Task details. Return the records verbatim.

Data for analysis.
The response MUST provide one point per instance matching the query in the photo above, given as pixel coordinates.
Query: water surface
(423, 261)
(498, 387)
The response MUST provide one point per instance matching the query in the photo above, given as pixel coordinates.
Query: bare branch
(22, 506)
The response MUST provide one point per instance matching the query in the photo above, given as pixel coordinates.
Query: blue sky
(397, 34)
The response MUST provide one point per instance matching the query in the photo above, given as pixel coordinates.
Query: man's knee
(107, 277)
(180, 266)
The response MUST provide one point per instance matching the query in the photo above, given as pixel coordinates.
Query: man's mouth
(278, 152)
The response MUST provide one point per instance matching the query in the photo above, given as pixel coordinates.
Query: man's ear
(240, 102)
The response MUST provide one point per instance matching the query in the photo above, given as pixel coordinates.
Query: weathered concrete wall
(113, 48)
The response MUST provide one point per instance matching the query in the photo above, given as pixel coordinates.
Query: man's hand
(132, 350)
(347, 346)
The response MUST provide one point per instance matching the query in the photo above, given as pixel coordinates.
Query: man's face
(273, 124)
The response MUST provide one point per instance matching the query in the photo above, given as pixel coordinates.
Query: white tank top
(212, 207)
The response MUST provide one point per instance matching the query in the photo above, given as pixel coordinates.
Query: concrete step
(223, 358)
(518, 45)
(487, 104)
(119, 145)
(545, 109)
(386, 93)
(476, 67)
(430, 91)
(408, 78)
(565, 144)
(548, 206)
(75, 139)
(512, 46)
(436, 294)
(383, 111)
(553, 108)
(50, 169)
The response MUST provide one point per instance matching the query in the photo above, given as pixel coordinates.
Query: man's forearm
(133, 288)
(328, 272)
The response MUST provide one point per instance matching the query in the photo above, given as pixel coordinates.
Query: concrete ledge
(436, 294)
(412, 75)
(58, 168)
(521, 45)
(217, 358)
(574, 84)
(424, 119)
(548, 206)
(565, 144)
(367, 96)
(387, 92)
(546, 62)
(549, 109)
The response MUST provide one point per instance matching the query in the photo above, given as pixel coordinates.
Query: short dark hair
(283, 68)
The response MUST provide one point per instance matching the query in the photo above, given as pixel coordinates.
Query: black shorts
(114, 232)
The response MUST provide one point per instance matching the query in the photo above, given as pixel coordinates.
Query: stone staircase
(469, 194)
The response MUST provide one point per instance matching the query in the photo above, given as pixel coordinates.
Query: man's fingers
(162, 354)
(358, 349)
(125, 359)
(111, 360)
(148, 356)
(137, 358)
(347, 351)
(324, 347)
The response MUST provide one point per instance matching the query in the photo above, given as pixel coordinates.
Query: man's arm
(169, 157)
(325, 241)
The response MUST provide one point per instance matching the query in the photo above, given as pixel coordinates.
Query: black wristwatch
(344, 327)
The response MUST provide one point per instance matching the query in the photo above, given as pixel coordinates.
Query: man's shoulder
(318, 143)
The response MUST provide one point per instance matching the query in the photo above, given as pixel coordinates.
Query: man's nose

Response box.
The response MUST provide one point per instance matching the query in the photo above, given as pixel coordinates.
Query: water surface
(423, 261)
(498, 387)
The response MUST provide one point per instance matching the query in the photo above, given as pixel coordinates.
Query: bare branch
(22, 506)
The response MUST provide one point per instance matching the query in the photo above, given as pixel coordinates.
Query: blue sky
(397, 34)
The response MUST provide one point per instance matching the query in the photo above, given as pixel coordinates.
Query: man's knee
(107, 277)
(180, 266)
The response MUST provide one point per instance matching the query in the photo above, given as pixel coordinates.
Query: man's mouth
(278, 152)
The response MUST provide one point per instance matching the query in the photo above, given as pixel coordinates.
Query: man's ear
(240, 102)
The response MUST provide one point per instance matching the query in the photo above, given as pixel coordinates.
Query: weathered concrete wall
(113, 48)
The response MUST provide one point per instance matching the query in the photo above, given as pixel coordinates.
Query: man's hand
(132, 350)
(347, 346)
The response MUST provide one point per instance matching the query in the photo above, given as pixel coordinates.
Query: man's face
(273, 124)
The response MUST provide one point per instance matching the query in the photo above, given as pixel coordinates.
Query: white tank top
(212, 207)
The response MUST provide one point per instance matching the query in the photo above, given as pixel coordinates.
Query: concrete step
(223, 358)
(518, 45)
(487, 104)
(119, 145)
(545, 109)
(386, 93)
(476, 67)
(430, 91)
(408, 78)
(565, 144)
(548, 206)
(75, 139)
(512, 46)
(436, 294)
(383, 111)
(553, 108)
(50, 169)
The response MUST provide one point per instance matching the query in the photo above, given as pixel coordinates.
Query: man's forearm
(133, 288)
(328, 272)
The response MUST provide one point per instance matching the query in the photo above, given as pixel coordinates.
Query: concrete ledge
(436, 294)
(412, 75)
(58, 168)
(521, 45)
(217, 358)
(574, 84)
(424, 119)
(548, 206)
(565, 144)
(367, 96)
(387, 92)
(546, 62)
(549, 109)
The response MUST provide one point per instance matching the query in the photo above, given as pixel coordinates.
Query: short dark hair
(283, 68)
The response MUST provide one point per instance matching the query in the photo above, given as pixel coordinates.
Query: black shorts
(114, 232)
The response MUST provide one point per instance matching the query in the photo above, given as pixel coordinates.
Query: stone staircase
(469, 194)
The response MUST provide one point per instance matching the query in the photo above, given as pixel coordinates.
Query: man's fingers
(162, 354)
(358, 349)
(125, 359)
(111, 360)
(148, 356)
(137, 358)
(347, 351)
(324, 347)
The response MUST provide one point per instance matching the query in the photo above, given as pixel coordinates.
Query: man's arm
(169, 157)
(325, 241)
The response MUST provide one point per instance matching the query in the photo above, given as pixel coordinates.
Query: black wristwatch
(344, 327)
The response MUST provide one point per instance matching the query in the photo above, given as pixel coordinates.
Query: man's shoulder
(318, 143)
The response MUST provide one point per instance matching the query in the photo above, given as pixel coordinates.
Query: man's nose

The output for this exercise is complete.